- **Consigne 1**
Recopiez sans rien changer le passage de l'article sur la tension entre l'Iran et Londres qui va de «Les interpellations représentent» jusqu'à «américaine à l'ONU.» inclus.
- **Consigne 2**
Dans l'article sur la tension entre l'Iran et Londres, quelle fonction occupe Claire Spencer ?
- **Consigne 3**
Rédigez la suite de l'article sur la tension entre l'Iran et Londres, en reprenant après sa dernière phrase.

Accusations d'«ingérence», arrestations de personnel diplomatique: en entretenant la tension avec Londres, l'Iran cherche sans doute à saper les efforts de l'Occident en vue d'une reprise rapide des pourparlers sur son programme nucléaire, avertissent des experts.

«Les actes de l'Iran, d'abord l'expulsion de deux diplomates, et maintenant l'arrestation de plusieurs de nos employés locaux, sont inacceptables, injustifiables et sans fondement», a lancé lundi le premier ministre britannique Gordon Brown, au lendemain de l'annonce de l'arrestation de neuf employés iraniens de l'ambassade de Grande-Bretagne. Cinq d'entre eux ont été libérés lundi.

Les interpellations représentent une nouvelle escalade dans la guerre diplomatique entretenue par l'Iran contre Londres. Malgré tout, l'Union européenne et les États-Unis ont cherché au cours du week-end à éteindre le feu, dans le but d'empêcher qu'il ne gagne les pourparlers visant à convaincre l'Iran à renoncer à son programme nucléaire.

«Nous souhaiterions avoir rapidement la possibilité de reprendre les discussions multilatérales avec l'Iran sur le nucléaire», a déclaré dimanche le Haut représentant de l'Union européenne pour les Affaires extérieures, Javier Solana.

«Nous maintenons l'offre faite à Téhéran il y a deux mois (en avril) de négocier sur leur programme nucléaire avec les cinq membres permanents du Conseil de sécurité de l'ONU» (États-Unis, Grande-Bretagne, Chine, France, Russie), plus l'Allemagne, a déclaré dimanche Susan Rice, l'ambassadrice américaine à l'ONU.

Mais une reprise des discussions semble s'éloigner, au moins à court terme, à mesure que perdure la crise politique dans le pays.

«On pourrait voir à court terme un durcissement de la position (de Téhéran, ndlr) sur la question nucléaire», avertit Claire Spencer, directrice pour le Moyen-Orient à l'institut Chatham House de Londres. «Je pense que les contacts ne vont probablement pas progresser dans les semaines qui viennent», ajoute-t-elle, interrogée par l'AFP.

Elahe Mohtasham, chercheuse associée au Centre de politique étrangère (Foreign Policy Centre) de Londres, estime elle aussi qu'il faudra «attendre quelques semaines encore». Mais Massoumeh Torfeh, experte iranienne à la School of Oriental and African Studies (SOAS) de Londres, va jusqu'à prévoir que les pourparlers seront «retardés d'au moins six mois à un an».

- **Jeu de données**
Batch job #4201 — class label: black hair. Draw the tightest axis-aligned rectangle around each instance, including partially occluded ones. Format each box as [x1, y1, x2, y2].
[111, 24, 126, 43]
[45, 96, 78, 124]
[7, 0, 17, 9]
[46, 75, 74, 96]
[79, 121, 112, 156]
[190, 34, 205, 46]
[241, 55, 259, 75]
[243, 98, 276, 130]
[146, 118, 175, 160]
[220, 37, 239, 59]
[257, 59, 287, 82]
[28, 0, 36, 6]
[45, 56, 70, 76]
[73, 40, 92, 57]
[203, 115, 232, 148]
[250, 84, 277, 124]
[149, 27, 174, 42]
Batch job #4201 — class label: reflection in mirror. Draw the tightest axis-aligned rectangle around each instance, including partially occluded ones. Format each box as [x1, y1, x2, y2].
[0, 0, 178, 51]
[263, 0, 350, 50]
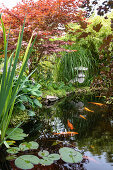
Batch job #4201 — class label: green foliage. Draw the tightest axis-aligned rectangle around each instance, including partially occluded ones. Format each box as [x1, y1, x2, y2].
[59, 147, 83, 163]
[15, 77, 42, 111]
[0, 14, 35, 144]
[42, 81, 75, 97]
[55, 44, 95, 83]
[6, 128, 27, 140]
[15, 155, 40, 169]
[7, 141, 83, 169]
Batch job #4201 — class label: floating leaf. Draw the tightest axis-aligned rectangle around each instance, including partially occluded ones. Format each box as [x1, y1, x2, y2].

- **Réponse attendue 1**
Les interpellations représentent une nouvelle escalade dans la guerre diplomatique entretenue par l'Iran contre Londres. Malgré tout, l'Union européenne et les États-Unis ont cherché au cours du week-end à éteindre le feu, dans le but d'empêcher qu'il ne gagne les pourparlers visant à convaincre l'Iran à renoncer à son programme nucléaire.

«Nous souhaiterions avoir rapidement la possibilité de reprendre les discussions multilatérales avec l'Iran sur le nucléaire», a déclaré dimanche le Haut représentant de l'Union européenne pour les Affaires extérieures, Javier Solana.

«Nous maintenons l'offre faite à Téhéran il y a deux mois (en avril) de négocier sur leur programme nucléaire avec les cinq membres permanents du Conseil de sécurité de l'ONU» (États-Unis, Grande-Bretagne, Chine, France, Russie), plus l'Allemagne, a déclaré dimanche Susan Rice, l'ambassadrice américaine à l'ONU.

- **Réponse attendue 2**
Elle est directrice pour le Moyen-Orient à l'institut Chatham House de Londres.

- **Réponse attendue 3**
«L'Occident a essayé de renouer le contact ... mais avec l'oeil pour oeil, dent pour dent de l'expulsion des diplomates, c'est maintenant passé à l'arrière-plan», explique Mme Torfeh.

Nombre d'experts estiment que Téhéran a toujours «joué la montre» dans le but d'augmenter sa production d'uranium enrichi pour pouvoir mettre au point une bombe atomique. À ce titre, l'actuelle guerre diplomatique vient à point nommé.

«C'est un stratagème visant à réduire la pression de l'Occident», croit Sadeq Saba, analyste de la BBC Persian, service en farsi de la BBC. «Si les élections avaient été normales, l'Occident aurait fait pression sur l'Iran en vue d'une reprise des négociations sur le nucléaire», déclare-t-il.

Les Occidentaux soupçonnent l'Iran de vouloir se doter de l'arme atomique sous couvert d'un programme nucléaire civil. Téhéran dément mais refuse toujours la reprise des discussions, interrompues depuis septembre.

«Mais je reste optimiste», estime Mme Mohtasham, qualifiant de «crucial» le mois de septembre, soit avant l'Assemblée générale annuelle de l'ONU.

«L'Iran n'est pas la Corée du Nord. L'Iran ne veut pas être isolé et (le président Mahmoud) Ahmadinejad veut légitimer son pouvoir. Il fera donc tout pour améliorer les relations» internationales, ajoute l'experte.